--- BEGIN ---

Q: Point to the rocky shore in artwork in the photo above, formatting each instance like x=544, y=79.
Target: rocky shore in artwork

--- END ---
--- BEGIN ---

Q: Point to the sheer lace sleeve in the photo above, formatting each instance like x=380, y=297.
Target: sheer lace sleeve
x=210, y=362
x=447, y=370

--- END ---
--- BEGIN ---

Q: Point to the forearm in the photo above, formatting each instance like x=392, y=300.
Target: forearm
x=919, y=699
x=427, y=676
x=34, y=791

--- END ---

◆ **TASK DETAILS**
Copy out the listing again, everything from the line containing "Q: Point to the sheer" down to the line containing "x=447, y=370", with both of those lines included.

◆ **RESPONSE FOR THIS EXERCISE**
Q: Point to the sheer lace sleeve in the photo above, formatting each instance like x=380, y=297.
Target: sheer lace sleeve
x=210, y=362
x=447, y=370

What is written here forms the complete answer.